POTONGAN TEKS:
============
Dalam penulisan penelitian
ini dipergunakan metode penelitian dengan cara penelitian kepustakaan (library
research).
Kata Kunci : Eksistensi Hak Ulayat Menurut UUPA
PENDAHULUAN
Hak ulayat, yaitu suatu hak
pemilikan dalam stelsel hukum adat atas sebidang tanah secara
komunalistis atau bersama-sama sehingga tidak atau belum ada hak-hak
perorangannya. Jadi tanah yang bersangkutan adalah tanah milik masyarakat adat
setempat yang dimiliki oleh warganya secara bersama-sama.1
Dalam hukum tanah
adat, hak ulayat yang merupakan hak persekutuan hukum atas tanah merupakan
pusat pengaturan. Hak perorangan warga masyarakat adat, memperoleh hak milik
tanah garapannya, setelah memperoleh izin dari penguasa adat. Apabila secara efektif, maka hubungan hak miliknya
menjadi lebih intensif dan dapat turun-temurun. Tetapi apabila warga masyarakat
tersebut menghentikan kegiatan menggarapnya, maka tanah itu kembali ke dalam
cakupan hak ulayat persekutuan hukumnya dan hak miliknya melebur.
|
Bagi kehidupan masyarakat persekutuan, hukum tanah adalah
sumber pokok, semenjak ia dilahirkan hingga ia meninggal dunia. Maka adalah
layak jika dalam hak-hak yang berhubungan dengan tanah persekutuan hukum itu
mempunyai campur tangan yang dilakukan oleh kepala persekutuan hukum yang
bersangkutan demi kepentingan persekutuan hukum atau masyarakatnya.
TINJAUAN TEORITIS UUPA NO.5 TAHUN 1960
Pengertian
Agraria dan Hukum Agraria
Kata
“Agraria” menurut Boedi Harsono berasal dari kata Agrarius, ager (latin)
atau agros (Yunani), akker (Belanda) yang artinya tanah
pertanian.3
UUPA (UU No.5/1960) sendiri tidak memberikan
batasan mengenai arti agraria, tetapi dari pelbagai rumusan yang terdapat dalam
undang-undang itu yaitu :
1.
Kata “agraria” dipergunakan untuk menggambarkan corak dari
susunan kehidupan termasuk perekonomiannya rakyat Indonesia.
2.
Materi yang diatur menyangkut pengelolaan bumi, air dan ruang
angkasa termasuk kekayaan alam di dalamnya.
3.
Hak-hak yang diatur meliputi hak-hak atas tanah (sebagai lapisan
permukaan bumi termasuk yang dibawah air) dan tubuh bumi, juga hak guna air,
pemeliharaan dan penangkatan ikan serta hak guna ruang angkasa.
============
BAHAN YANG DISEDIAKAN:

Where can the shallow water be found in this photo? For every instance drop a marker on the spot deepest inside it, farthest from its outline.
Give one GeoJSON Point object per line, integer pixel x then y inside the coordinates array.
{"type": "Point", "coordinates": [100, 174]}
============
PETUNJUK:
Salin persis bagian dari potongan teks tentang hak ulayat, mulai dari "Kata Kunci : Eksistensi" sampai dengan "hak miliknya melebur.", termasuk kata-kata penutup itu.

TUGAS YANG DISELESAIKAN:
Kata Kunci : Eksistensi Hak Ulayat Menurut UUPA
PENDAHULUAN
Hak ulayat, yaitu suatu hak
pemilikan dalam stelsel hukum adat atas sebidang tanah secara
komunalistis atau bersama-sama sehingga tidak atau belum ada hak-hak
perorangannya. Jadi tanah yang bersangkutan adalah tanah milik masyarakat adat
setempat yang dimiliki oleh warganya secara bersama-sama.1
Dalam hukum tanah
adat, hak ulayat yang merupakan hak persekutuan hukum atas tanah merupakan
pusat pengaturan. Hak perorangan warga masyarakat adat, memperoleh hak milik
tanah garapannya, setelah memperoleh izin dari penguasa adat. Apabila secara efektif, maka hubungan hak miliknya
menjadi lebih intensif dan dapat turun-temurun. Tetapi apabila warga masyarakat
tersebut menghentikan kegiatan menggarapnya, maka tanah itu kembali ke dalam
cakupan hak ulayat persekutuan hukumnya dan hak miliknya melebur.